**Work to be completed**
Reproduce each of the items below word for word, without changing any line.

↓

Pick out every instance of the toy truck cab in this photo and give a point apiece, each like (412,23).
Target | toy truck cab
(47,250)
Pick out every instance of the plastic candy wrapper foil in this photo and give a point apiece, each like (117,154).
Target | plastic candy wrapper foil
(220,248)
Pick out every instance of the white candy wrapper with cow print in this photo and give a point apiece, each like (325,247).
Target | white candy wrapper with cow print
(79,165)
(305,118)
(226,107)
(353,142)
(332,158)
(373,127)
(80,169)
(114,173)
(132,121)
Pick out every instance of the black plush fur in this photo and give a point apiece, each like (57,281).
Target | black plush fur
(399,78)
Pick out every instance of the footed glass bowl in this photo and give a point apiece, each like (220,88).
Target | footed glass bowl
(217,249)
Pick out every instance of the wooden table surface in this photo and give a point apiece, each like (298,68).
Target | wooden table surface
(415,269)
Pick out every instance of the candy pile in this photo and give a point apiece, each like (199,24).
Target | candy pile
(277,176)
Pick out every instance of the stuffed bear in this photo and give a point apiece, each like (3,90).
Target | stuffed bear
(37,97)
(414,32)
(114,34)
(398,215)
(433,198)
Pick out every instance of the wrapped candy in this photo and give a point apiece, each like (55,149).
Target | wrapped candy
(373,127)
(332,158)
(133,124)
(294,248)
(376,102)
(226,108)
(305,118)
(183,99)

↑

**Response**
Pick out every instance of the toy truck cab in this photo and give a point apiece, each like (412,23).
Target | toy truck cab
(47,250)
Pick out every instance of the plastic candy wrapper foil in this photo and give a point apiece, each like (117,154).
Target | plastic candy wrapper foil
(220,248)
Pick out every instance of the white candy wrapper with cow print in this photo and give a point apiece, each like (325,247).
Target | white candy wrapper with cow print
(79,165)
(305,118)
(226,107)
(353,142)
(332,158)
(373,127)
(80,169)
(114,173)
(132,121)
Pick out every instance of the black plush fur in this photo and give a point apiece, each like (57,281).
Target | black plush fur
(399,78)
Pick out every instance of the footed glass bowl in this photo and give a point apiece, each like (220,88).
Target | footed glass bowl
(217,249)
Pick out every instance of the wooden table surface in this photo and give a point apiece, each like (298,68).
Target | wooden table surface
(415,269)
Pick out every instance of the candy pile in this photo and give a point apiece, each like (199,24).
Target | candy pile
(277,176)
Pick out every instance of the stuffed bear in this photo and give a point apiece, each like (3,90).
Target | stuffed bear
(37,97)
(414,32)
(114,34)
(398,215)
(433,198)
Pick out every instance of the wrapped candy in this photo and give a point apiece, each like (55,149).
Target | wrapped candy
(373,127)
(332,158)
(133,124)
(294,248)
(376,102)
(226,108)
(305,118)
(183,99)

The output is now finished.